---- INFORMATION GIVEN
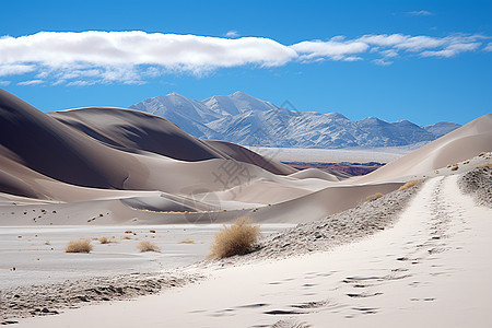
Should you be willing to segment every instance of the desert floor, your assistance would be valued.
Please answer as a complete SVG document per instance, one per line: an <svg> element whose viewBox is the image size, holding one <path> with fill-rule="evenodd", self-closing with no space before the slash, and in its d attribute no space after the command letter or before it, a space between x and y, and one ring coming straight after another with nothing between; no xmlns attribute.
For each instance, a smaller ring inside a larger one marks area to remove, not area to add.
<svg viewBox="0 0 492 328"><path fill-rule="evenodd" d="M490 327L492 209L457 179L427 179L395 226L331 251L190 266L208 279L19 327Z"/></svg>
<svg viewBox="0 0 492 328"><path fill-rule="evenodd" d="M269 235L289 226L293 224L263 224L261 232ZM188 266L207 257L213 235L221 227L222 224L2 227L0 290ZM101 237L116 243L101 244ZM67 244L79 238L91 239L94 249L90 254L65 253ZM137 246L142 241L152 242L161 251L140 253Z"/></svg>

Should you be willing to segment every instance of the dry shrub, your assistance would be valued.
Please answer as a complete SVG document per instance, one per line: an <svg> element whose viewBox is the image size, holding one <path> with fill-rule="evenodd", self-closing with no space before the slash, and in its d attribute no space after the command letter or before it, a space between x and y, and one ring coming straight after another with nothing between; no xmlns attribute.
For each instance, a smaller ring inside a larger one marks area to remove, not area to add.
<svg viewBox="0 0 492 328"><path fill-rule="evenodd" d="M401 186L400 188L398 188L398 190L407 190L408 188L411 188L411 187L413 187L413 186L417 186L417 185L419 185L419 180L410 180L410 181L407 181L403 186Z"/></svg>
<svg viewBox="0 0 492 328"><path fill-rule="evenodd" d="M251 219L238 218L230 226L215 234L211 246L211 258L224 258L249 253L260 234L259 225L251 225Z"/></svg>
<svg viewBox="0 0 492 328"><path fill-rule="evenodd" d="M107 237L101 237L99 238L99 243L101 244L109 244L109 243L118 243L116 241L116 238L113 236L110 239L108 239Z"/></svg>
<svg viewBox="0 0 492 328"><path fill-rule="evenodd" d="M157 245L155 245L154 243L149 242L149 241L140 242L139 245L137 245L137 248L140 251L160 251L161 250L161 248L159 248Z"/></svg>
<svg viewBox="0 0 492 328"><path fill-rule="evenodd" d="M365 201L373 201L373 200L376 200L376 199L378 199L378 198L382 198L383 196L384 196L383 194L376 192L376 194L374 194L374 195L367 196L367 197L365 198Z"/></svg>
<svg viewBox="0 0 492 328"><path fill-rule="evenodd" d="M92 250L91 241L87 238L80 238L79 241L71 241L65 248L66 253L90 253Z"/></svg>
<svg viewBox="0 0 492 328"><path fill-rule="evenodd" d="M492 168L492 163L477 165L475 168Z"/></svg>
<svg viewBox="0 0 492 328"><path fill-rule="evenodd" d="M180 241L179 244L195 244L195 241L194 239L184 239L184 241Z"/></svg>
--------
---- INFORMATION GIVEN
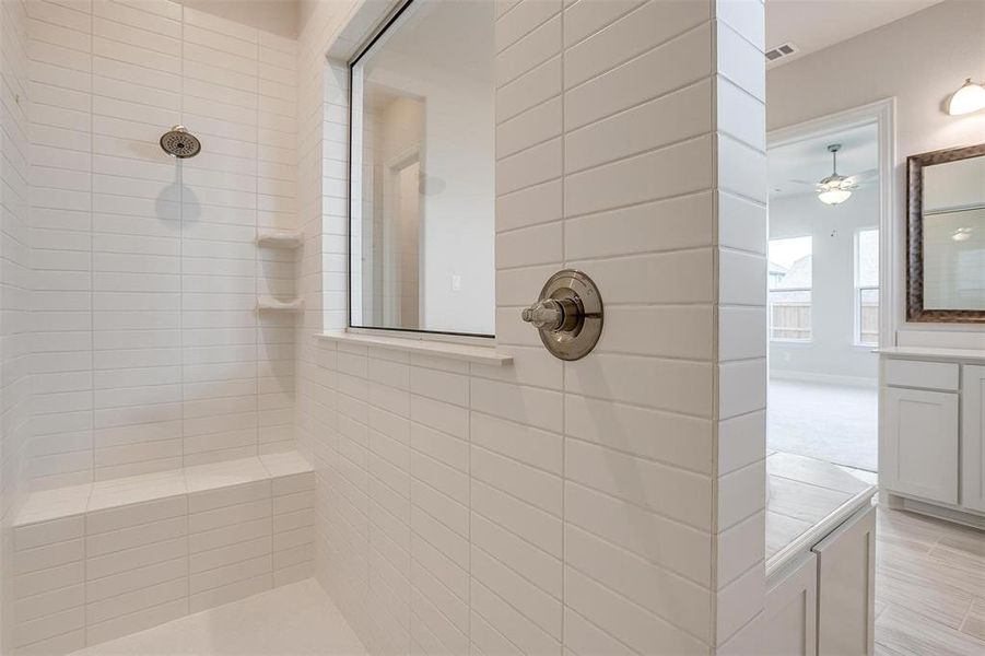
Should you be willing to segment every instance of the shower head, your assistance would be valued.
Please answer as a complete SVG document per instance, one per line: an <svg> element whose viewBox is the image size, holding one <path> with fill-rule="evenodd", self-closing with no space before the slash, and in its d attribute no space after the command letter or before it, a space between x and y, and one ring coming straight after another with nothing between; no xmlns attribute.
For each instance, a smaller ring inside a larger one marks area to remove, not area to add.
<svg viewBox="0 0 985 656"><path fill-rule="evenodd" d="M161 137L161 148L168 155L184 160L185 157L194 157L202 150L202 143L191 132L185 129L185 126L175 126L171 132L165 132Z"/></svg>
--------
> YOUR OBJECTIVE: Reproduce the part of the listing that opens with the line containing "Should you be willing to segment every instance of the dry" and closes with the line containing "237L101 237L99 238L99", substituting "withered shrub" for "dry shrub" and keeping everything else as it is. Give only those lines.

> TASK RESULT:
Should you be willing to segment every instance of the withered shrub, your assistance would be valued.
Please answer as a complete SVG document per instance, one per line: an <svg> element whose viewBox is the image size, holding one <path> with fill-rule="evenodd", self-closing with no space before the slash, and in its d attribute no space after the command letter or before it, a space between x and y, and one ring coming straight after another with nothing between; no xmlns attribute.
For each instance, a smaller ring inside a larger one marks area to remove, not area to add.
<svg viewBox="0 0 492 328"><path fill-rule="evenodd" d="M401 186L400 188L398 188L398 190L407 190L408 188L411 188L411 187L413 187L413 186L417 186L417 185L419 185L419 180L410 180L410 181L407 181L403 186Z"/></svg>
<svg viewBox="0 0 492 328"><path fill-rule="evenodd" d="M251 219L238 218L230 226L215 234L211 246L211 258L224 258L249 253L260 234L259 225L251 225Z"/></svg>
<svg viewBox="0 0 492 328"><path fill-rule="evenodd" d="M107 237L101 237L99 238L99 243L101 244L109 244L109 243L118 243L116 241L116 238L113 236L110 239L108 239Z"/></svg>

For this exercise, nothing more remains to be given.